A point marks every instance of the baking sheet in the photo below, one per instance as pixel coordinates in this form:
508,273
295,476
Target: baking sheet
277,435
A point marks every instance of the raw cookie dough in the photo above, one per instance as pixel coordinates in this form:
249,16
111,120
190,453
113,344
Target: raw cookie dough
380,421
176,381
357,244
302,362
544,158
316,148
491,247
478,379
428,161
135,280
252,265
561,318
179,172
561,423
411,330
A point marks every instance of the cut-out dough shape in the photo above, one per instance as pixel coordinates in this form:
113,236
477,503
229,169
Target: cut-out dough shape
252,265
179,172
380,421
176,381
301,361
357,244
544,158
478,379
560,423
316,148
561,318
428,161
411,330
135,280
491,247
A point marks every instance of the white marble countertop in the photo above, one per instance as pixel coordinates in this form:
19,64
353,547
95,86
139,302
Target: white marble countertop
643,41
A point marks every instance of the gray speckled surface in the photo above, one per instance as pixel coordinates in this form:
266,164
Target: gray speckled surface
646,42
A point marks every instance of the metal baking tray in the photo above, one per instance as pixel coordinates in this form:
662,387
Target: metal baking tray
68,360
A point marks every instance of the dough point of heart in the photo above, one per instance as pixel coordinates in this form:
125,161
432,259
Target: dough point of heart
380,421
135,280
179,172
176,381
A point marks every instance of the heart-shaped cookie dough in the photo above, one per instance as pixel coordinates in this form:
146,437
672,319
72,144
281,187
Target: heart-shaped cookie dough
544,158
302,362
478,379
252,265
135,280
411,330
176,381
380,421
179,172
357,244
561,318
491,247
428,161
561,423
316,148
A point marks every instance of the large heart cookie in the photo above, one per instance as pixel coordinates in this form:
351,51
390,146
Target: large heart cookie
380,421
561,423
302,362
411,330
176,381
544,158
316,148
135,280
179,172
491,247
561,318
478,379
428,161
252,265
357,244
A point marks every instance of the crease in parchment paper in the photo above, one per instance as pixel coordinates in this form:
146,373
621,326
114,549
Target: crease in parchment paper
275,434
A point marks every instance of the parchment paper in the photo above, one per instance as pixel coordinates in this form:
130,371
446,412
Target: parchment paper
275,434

_What the exercise asks:_
Rewrite the entire listing above as a JSON list of strings, with one string for each line and no blank lines.

_Written answer:_
[
  "A point marks every instance of the baking sheet in the photo below, one per instance as pixel coordinates in this form:",
  "508,273",
  "295,476",
  "Target: baking sheet",
  "277,435",
  "A point marks every instance of the raw cookie dough in the photo above, one per instance as pixel coordinates in this form:",
  "249,16",
  "111,120",
  "190,453",
  "113,344",
  "Target: raw cookie dough",
  "380,421",
  "176,381",
  "357,244",
  "302,362",
  "544,158",
  "316,148",
  "491,247",
  "478,379",
  "428,161",
  "135,280",
  "252,265",
  "561,318",
  "179,172",
  "561,423",
  "411,330",
  "A point marks every instance of the cut-out dough shape in the photo above, one per instance as pixel coordinates in this form:",
  "113,236",
  "477,503",
  "229,169",
  "Target: cut-out dough shape",
  "252,265",
  "179,172",
  "380,421",
  "176,381",
  "301,361",
  "357,244",
  "544,158",
  "478,379",
  "560,423",
  "316,148",
  "561,318",
  "428,161",
  "411,330",
  "135,280",
  "491,247",
  "A point marks every instance of the white marble countertop in the photo above, one per instance as pixel coordinates in this form:",
  "19,64",
  "353,547",
  "95,86",
  "139,302",
  "Target: white marble countertop",
  "643,41",
  "A point marks every instance of the gray speckled surface in the photo above, one per instance as pixel coordinates in this form:",
  "266,164",
  "Target: gray speckled surface",
  "646,42",
  "A point marks every instance of the metal baking tray in the photo above, one per instance as pixel coordinates in this form:",
  "662,387",
  "Target: metal baking tray",
  "68,360",
  "A point marks every instance of the dough point of heart in the photo above, one per instance as pixel coordinates in this form:",
  "125,161",
  "432,259",
  "Target: dough point of heart",
  "380,421",
  "135,280",
  "179,172",
  "176,381",
  "A point marks every instance of the heart-shaped cookie dough in the photo above, one per instance as pixel coordinates in this form:",
  "146,437",
  "672,319",
  "72,144",
  "281,187",
  "Target: heart-shaped cookie dough",
  "544,158",
  "302,362",
  "478,379",
  "252,265",
  "135,280",
  "411,330",
  "176,381",
  "380,421",
  "179,172",
  "357,244",
  "561,318",
  "491,247",
  "428,161",
  "561,423",
  "316,148",
  "A point marks every instance of the large heart cookie in the photo above, one per instance as pixel coordinates in this form:",
  "351,51",
  "390,146",
  "Target: large heart cookie",
  "380,421",
  "561,423",
  "302,362",
  "411,330",
  "176,381",
  "544,158",
  "316,148",
  "135,280",
  "179,172",
  "491,247",
  "561,318",
  "478,379",
  "428,161",
  "252,265",
  "357,244",
  "A point marks every instance of the crease in parchment paper in the photo above, one per instance as pixel coordinates in this form:",
  "146,373",
  "621,326",
  "114,549",
  "Target: crease in parchment paper",
  "275,434",
  "A point marks every instance of the parchment paper in the photo above, one per instance as pixel coordinates in this form:",
  "130,371",
  "446,412",
  "Target: parchment paper",
  "275,434"
]